**SELECTED EXTRACT**
******************************

In Indian Occupied Kashmir, for the first time an official inquiry has said that it is beyond doubt that there are as many as 2156 unidentified bodies buried in unmarked graves at 38 sites in the Kashmir Valley since 1990. A report released after a probe by the investigative wing of the Human Rights Commission of the occupied territory revealed that there were 21 unmarked graves in Baramulla, three each in Bandipore and Handwara and 11 in Kupwara. The probe said that it established 851 unidentified bodies in Baramulla, 14 in Bandipore, 14 in Handwara and 1277 in Kupwara.
Sri Nagar - An old man crying after identifying his child's picture amongst those martyred by Indian Army amid State Terrorism |
The report said all these bodies with bullet injuries were handed over by the police to the local population for burial and were classified as unidentified "militants" (Mujahideen), which ironically enough, include innocent underage children and women as well. The report while strongly contesting this in the absence of any profiling done by the police, called for a thorough investigation across the territory, FIRs, exhumation and prompt DNA profiling of the bodies and comparison of samples with those taken from residents who had been campaigning against the disappearance of their relatives. The report said that of the bodies, a few were defaced, 20 were charred, five only had skulls remaining and there were at least 18 graves with more than one body each.

******************************

**GIVEN ENTRIES**

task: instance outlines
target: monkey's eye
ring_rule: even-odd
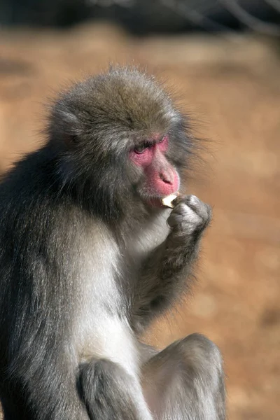
[[[142,143],[142,144],[140,144],[134,148],[134,152],[138,155],[140,155],[141,153],[143,153],[143,152],[150,145],[148,143]]]

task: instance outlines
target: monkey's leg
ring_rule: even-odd
[[[152,420],[139,381],[120,365],[92,359],[80,366],[78,384],[90,420]]]
[[[142,375],[155,420],[225,420],[222,358],[206,337],[175,342],[143,366]]]
[[[180,196],[167,223],[170,233],[148,255],[134,293],[134,330],[141,332],[187,290],[200,239],[211,217],[211,207],[195,195]]]

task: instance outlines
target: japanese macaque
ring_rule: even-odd
[[[0,185],[5,420],[224,420],[214,343],[139,339],[189,290],[211,217],[180,188],[186,119],[152,77],[116,67],[62,93],[49,121]]]

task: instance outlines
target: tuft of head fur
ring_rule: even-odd
[[[133,197],[129,151],[155,134],[167,134],[167,157],[180,172],[192,147],[186,127],[153,77],[115,67],[60,95],[50,115],[49,144],[59,152],[64,183],[76,186],[79,200],[94,211],[104,203],[100,212],[111,218],[123,212],[124,196]]]

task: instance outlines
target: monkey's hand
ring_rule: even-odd
[[[180,195],[167,223],[171,232],[166,241],[162,276],[176,274],[197,256],[202,234],[211,219],[211,209],[195,195]]]
[[[137,284],[133,325],[137,332],[189,288],[200,239],[211,218],[210,206],[195,195],[179,196],[173,204],[170,232],[148,256]]]
[[[167,222],[172,228],[171,238],[186,242],[194,234],[202,233],[211,219],[211,209],[195,195],[179,195],[173,202],[174,208]]]

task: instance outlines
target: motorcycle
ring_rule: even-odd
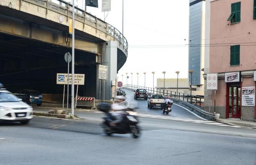
[[[167,106],[165,106],[164,109],[163,110],[163,113],[165,114],[165,113],[166,113],[166,114],[169,114],[170,112],[172,112],[172,109],[171,107],[172,107],[172,105],[173,103],[172,101],[171,102],[168,102]]]
[[[111,105],[107,103],[100,103],[97,109],[105,113],[106,116],[103,118],[104,121],[102,124],[104,132],[108,136],[112,134],[125,134],[132,133],[134,138],[141,135],[139,123],[136,116],[132,115],[131,109],[124,109],[118,111],[118,115],[113,115],[109,111]]]

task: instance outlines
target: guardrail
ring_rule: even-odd
[[[181,92],[178,92],[177,93],[176,91],[169,91],[167,89],[153,88],[135,85],[126,84],[123,87],[133,89],[134,90],[136,90],[138,88],[144,89],[147,90],[150,94],[162,94],[163,96],[170,96],[172,99],[176,99],[184,102],[190,102],[193,104],[198,106],[200,108],[204,108],[204,98],[203,97],[196,95],[191,96],[190,94],[185,94]]]
[[[91,109],[95,109],[95,98],[91,97],[78,97],[76,98],[75,107],[91,107]]]
[[[122,88],[132,91],[133,91],[136,90],[136,89],[137,88],[143,88],[146,89],[146,90],[148,90],[148,92],[149,92],[149,95],[153,94],[152,93],[150,92],[152,91],[150,89],[149,89],[150,88],[145,87],[144,86],[137,86],[131,85],[125,85]],[[189,97],[190,97],[190,95],[187,94],[186,95],[189,96],[189,97],[188,97],[188,96],[187,96],[187,98],[186,99],[184,99],[184,98],[185,98],[185,96],[183,96],[183,99],[180,99],[181,98],[180,94],[179,95],[180,97],[178,96],[179,95],[178,95],[178,96],[177,96],[177,95],[172,94],[172,92],[175,92],[173,91],[168,91],[169,92],[166,91],[166,93],[165,93],[165,93],[163,93],[163,91],[162,92],[161,92],[160,91],[157,90],[155,90],[154,91],[155,92],[154,94],[163,94],[164,93],[165,94],[167,94],[168,93],[168,94],[163,94],[165,98],[166,97],[166,96],[170,95],[170,96],[171,96],[171,97],[172,100],[175,104],[180,105],[183,107],[188,109],[191,111],[193,112],[194,112],[197,114],[199,116],[201,116],[204,118],[211,120],[216,120],[216,118],[215,118],[214,114],[204,111],[204,109],[202,109],[203,107],[202,106],[200,107],[199,105],[198,102],[197,102],[196,99],[195,100],[195,99],[194,99],[193,100],[195,101],[195,102],[192,102],[192,104],[190,103],[190,102],[188,101],[188,100],[190,101],[190,98]],[[175,96],[177,98],[175,98],[174,96]],[[201,102],[201,103],[203,104],[203,102],[202,102],[202,103]],[[200,104],[199,104],[199,105]]]
[[[62,0],[19,0],[20,7],[21,1],[26,2],[44,8],[46,15],[48,10],[67,16],[67,19],[71,18],[72,15],[73,5],[70,3]],[[75,6],[75,19],[76,20],[93,27],[97,30],[106,33],[113,37],[119,42],[119,46],[123,47],[126,55],[128,51],[128,43],[125,38],[114,27],[99,18],[86,13],[77,6]],[[67,21],[68,20],[67,20]]]

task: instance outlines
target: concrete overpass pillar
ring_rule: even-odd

******************************

Write the continuation of the report on unmarked graves in the Kashmir Valley, beginning right after its final sentence.

The report came after a three-year-long inquiry by an 11-member team led by Bashir Ahmad Yatoo, the Senior Superintendent of Police of the investigative wing of the Commission. The team scoured police records to count the number of unidentified bodies sent for burial, cross-checked this against testimonies from police officials, eyewitnesses, village committees, village heads, elders, mosque committees, gravediggers and records prepared by caretakers of the graveyards. Many witnesses spoke on the condition of anonymity and the testimonies of 62 of them had been made part of the report. The report of the investigation was handed over to the Commission last month.
In fact, the Commission probe was the response to a campaign by the Association of Parents of Disappeared Persons (APDP), which in March 2008, released a report, “Facts Underground” and pointed out the presence of unmarked graves. The next month, the SHRC issued notices to the then Congress-PDP puppet administration and set up the probe committee. In December 2009, another human rights group, the International People’s Tribunal on Human Rights, released a report claiming that unmarked graveyards “entomb bodies of those murdered in encounter, fake encounters and extra-judicial, summary, and arbitrary executions.”